# [Given exercise]
Write out the part of the hand-tied blanket text that opens with the words containing "Having too many" and closes with "liking this process!".

# [Excerpt provided]
'''

I was given a basic idea of what my friend was hoping for in her hand-tied flannel blanket; size, function, washability, etc.  She also bought and provided me with the following:

Baby Yoda Fabric

Receiving these supplies was actually really helpful for one big reason outside of the obvious....it limited my choices and options!

Having too many options when determining HOW to make something, can make it overwhelming and much more challenging!

I received 10 yards of fabric and that is what I have to work with....each side will be made with 5 yards, duvet-cover style.  Decision made.

I will use polyester quilt batting, double thickness.  Decision made.

I will tie the quilt with yarn.  Decision made.

See how great that is....I'm liking this process!

Determining your fabric needs...

10 yards = 85 W x 88 L

Using the 10 yards of fabric I was provided (5 yards for the front and 5 for the back), the finished blanket will be 85 inches W x 88 inches L.  We will use a 1 inch seam allowance.  There are 3 sewn seams across the width (88 inches -3 inches = 85 inches) and 2 sewn seams across the length (90 inches -2 inches = 88 inches), which is how we ended up with this finished size.

See the diagram to the right.  The dashed line in the middle depicts the seam joining the two panels together.  This forms one half of the blanket.

Hand-tied blanket diagram for 88 x 90 size
Fabric needs for a 85 W x 88 L finished blanket

It is quite easy to modify the size of your finished blanket.

'''

# [Record excerpts]
'''

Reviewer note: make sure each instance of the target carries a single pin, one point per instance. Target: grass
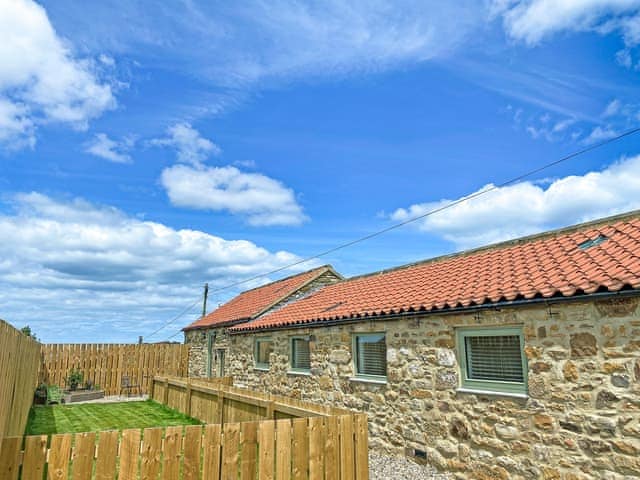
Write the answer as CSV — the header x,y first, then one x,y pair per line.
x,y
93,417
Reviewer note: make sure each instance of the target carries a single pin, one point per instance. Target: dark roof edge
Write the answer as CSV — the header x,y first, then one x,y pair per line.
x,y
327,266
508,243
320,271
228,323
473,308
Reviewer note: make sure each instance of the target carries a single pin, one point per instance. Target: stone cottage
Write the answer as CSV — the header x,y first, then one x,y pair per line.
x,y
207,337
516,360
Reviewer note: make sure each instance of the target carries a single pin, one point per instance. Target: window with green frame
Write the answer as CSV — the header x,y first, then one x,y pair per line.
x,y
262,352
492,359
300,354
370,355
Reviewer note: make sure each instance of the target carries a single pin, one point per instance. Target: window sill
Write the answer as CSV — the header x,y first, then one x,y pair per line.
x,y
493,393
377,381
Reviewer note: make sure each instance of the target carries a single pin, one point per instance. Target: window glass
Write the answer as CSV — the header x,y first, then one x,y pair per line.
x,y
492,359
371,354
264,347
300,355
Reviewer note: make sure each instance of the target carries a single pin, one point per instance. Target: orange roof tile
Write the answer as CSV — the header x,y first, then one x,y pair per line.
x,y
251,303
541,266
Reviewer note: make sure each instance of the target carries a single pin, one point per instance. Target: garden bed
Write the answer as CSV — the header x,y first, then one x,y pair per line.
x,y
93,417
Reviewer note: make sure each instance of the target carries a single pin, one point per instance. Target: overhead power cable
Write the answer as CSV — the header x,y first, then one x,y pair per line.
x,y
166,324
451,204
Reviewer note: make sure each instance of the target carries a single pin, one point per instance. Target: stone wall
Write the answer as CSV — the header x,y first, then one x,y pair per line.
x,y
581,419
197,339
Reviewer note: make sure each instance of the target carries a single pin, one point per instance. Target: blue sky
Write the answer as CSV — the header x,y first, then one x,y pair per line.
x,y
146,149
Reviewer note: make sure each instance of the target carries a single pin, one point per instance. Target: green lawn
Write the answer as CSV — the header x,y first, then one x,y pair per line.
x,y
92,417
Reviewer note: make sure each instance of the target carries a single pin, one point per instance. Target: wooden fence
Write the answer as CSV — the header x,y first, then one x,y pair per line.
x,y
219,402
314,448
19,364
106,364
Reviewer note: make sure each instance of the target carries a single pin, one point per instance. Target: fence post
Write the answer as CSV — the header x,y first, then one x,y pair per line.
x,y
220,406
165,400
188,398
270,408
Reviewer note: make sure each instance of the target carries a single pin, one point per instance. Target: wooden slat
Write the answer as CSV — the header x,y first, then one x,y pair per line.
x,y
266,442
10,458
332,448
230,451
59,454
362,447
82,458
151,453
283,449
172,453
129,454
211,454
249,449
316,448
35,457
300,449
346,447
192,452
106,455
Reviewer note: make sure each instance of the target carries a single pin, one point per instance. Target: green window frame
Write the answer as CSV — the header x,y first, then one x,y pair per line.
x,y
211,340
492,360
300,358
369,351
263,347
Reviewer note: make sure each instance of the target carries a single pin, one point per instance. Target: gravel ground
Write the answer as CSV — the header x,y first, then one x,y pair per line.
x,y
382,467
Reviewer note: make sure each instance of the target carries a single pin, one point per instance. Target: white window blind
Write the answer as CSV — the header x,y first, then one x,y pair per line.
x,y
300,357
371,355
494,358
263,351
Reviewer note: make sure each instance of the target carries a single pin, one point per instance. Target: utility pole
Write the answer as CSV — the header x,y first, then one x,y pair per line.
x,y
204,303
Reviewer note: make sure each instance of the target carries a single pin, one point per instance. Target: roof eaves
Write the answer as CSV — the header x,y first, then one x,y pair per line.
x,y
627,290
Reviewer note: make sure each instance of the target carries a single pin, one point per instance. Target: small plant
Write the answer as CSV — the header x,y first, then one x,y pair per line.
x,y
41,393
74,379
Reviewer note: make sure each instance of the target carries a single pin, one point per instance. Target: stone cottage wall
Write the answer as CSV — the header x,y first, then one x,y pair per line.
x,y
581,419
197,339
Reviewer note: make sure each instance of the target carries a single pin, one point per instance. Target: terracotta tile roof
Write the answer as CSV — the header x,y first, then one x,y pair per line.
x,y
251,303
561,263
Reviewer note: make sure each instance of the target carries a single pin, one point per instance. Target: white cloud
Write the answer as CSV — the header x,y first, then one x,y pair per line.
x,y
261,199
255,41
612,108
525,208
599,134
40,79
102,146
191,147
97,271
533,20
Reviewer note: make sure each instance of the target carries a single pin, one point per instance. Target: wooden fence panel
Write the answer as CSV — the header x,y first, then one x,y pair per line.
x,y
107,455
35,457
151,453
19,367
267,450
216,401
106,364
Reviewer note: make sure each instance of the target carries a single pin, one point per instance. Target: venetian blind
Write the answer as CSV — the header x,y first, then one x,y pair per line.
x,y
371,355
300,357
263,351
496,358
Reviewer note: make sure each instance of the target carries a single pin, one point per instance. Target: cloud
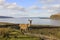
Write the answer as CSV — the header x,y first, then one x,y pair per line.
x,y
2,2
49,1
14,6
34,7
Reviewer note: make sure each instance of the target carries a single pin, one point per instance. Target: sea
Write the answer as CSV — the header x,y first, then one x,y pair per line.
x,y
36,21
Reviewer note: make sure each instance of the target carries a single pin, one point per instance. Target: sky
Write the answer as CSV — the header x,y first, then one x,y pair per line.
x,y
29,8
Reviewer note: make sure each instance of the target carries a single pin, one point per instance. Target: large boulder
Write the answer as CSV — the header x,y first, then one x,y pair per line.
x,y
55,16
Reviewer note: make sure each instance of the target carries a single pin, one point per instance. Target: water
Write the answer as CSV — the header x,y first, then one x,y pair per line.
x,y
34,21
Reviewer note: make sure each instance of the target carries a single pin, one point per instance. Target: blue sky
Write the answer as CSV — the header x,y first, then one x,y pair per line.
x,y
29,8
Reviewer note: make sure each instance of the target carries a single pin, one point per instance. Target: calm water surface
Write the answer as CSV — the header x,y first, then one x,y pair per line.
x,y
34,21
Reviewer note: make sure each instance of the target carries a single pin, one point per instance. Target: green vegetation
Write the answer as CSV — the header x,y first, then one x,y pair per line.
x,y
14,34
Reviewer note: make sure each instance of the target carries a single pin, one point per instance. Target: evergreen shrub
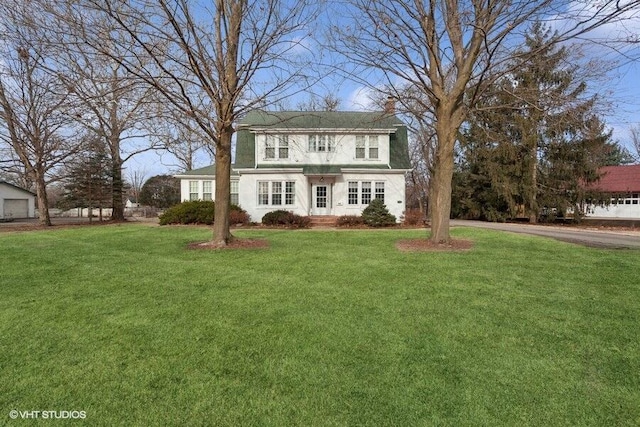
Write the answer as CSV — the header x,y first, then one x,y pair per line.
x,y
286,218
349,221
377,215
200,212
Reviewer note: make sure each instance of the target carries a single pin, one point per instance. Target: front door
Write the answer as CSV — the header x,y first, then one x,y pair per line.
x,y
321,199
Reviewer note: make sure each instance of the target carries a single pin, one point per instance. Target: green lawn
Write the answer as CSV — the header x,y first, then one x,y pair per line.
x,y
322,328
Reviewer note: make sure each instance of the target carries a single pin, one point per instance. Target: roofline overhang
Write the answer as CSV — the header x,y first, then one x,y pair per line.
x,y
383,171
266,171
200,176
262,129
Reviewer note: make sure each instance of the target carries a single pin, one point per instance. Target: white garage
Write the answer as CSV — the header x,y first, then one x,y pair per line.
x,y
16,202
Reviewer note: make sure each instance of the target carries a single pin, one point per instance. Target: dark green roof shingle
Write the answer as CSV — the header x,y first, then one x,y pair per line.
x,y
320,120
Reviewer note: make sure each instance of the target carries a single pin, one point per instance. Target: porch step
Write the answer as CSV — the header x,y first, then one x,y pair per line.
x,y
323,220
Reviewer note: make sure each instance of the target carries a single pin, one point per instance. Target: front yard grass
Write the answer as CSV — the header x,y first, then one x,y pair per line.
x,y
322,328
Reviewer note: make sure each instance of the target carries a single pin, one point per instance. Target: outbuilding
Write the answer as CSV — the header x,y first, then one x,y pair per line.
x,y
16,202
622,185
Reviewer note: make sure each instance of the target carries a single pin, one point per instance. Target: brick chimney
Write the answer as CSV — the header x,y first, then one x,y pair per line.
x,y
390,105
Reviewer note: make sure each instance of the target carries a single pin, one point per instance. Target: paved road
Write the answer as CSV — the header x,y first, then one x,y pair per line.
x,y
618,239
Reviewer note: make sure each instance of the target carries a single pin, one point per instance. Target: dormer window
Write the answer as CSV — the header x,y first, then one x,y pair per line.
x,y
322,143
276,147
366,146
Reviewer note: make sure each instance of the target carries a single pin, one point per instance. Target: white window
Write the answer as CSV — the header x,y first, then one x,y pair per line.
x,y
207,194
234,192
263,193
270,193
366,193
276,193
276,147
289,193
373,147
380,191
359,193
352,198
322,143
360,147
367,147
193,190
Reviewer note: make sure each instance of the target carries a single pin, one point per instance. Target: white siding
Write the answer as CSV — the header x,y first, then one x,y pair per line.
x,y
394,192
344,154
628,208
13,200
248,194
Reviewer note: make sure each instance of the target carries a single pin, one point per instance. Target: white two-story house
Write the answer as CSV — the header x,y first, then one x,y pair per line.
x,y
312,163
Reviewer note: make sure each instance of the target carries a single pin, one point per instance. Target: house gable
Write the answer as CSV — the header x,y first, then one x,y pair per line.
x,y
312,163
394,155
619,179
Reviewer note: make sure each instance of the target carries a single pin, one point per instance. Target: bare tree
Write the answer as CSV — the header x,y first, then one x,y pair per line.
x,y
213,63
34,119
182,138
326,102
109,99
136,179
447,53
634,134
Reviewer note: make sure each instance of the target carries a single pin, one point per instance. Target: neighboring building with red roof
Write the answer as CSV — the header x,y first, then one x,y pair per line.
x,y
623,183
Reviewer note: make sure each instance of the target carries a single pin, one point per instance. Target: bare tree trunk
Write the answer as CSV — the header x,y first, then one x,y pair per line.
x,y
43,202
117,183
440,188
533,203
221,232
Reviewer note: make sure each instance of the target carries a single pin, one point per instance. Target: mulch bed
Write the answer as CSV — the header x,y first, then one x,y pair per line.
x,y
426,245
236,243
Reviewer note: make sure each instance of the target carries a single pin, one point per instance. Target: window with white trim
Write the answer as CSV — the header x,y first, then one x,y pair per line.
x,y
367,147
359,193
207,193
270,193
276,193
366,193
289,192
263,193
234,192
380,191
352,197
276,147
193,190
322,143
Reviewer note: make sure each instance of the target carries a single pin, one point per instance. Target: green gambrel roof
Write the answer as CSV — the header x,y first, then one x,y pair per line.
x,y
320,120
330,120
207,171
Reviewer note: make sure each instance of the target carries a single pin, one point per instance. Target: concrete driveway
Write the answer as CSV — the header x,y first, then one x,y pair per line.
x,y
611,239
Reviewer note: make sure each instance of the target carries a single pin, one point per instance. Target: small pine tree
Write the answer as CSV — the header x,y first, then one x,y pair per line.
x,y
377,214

'''

# [Output]
Having too many options when determining HOW to make something, can make it overwhelming and much more challenging!

I received 10 yards of fabric and that is what I have to work with....each side will be made with 5 yards, duvet-cover style.  Decision made.

I will use polyester quilt batting, double thickness.  Decision made.

I will tie the quilt with yarn.  Decision made.

See how great that is....I'm liking this process!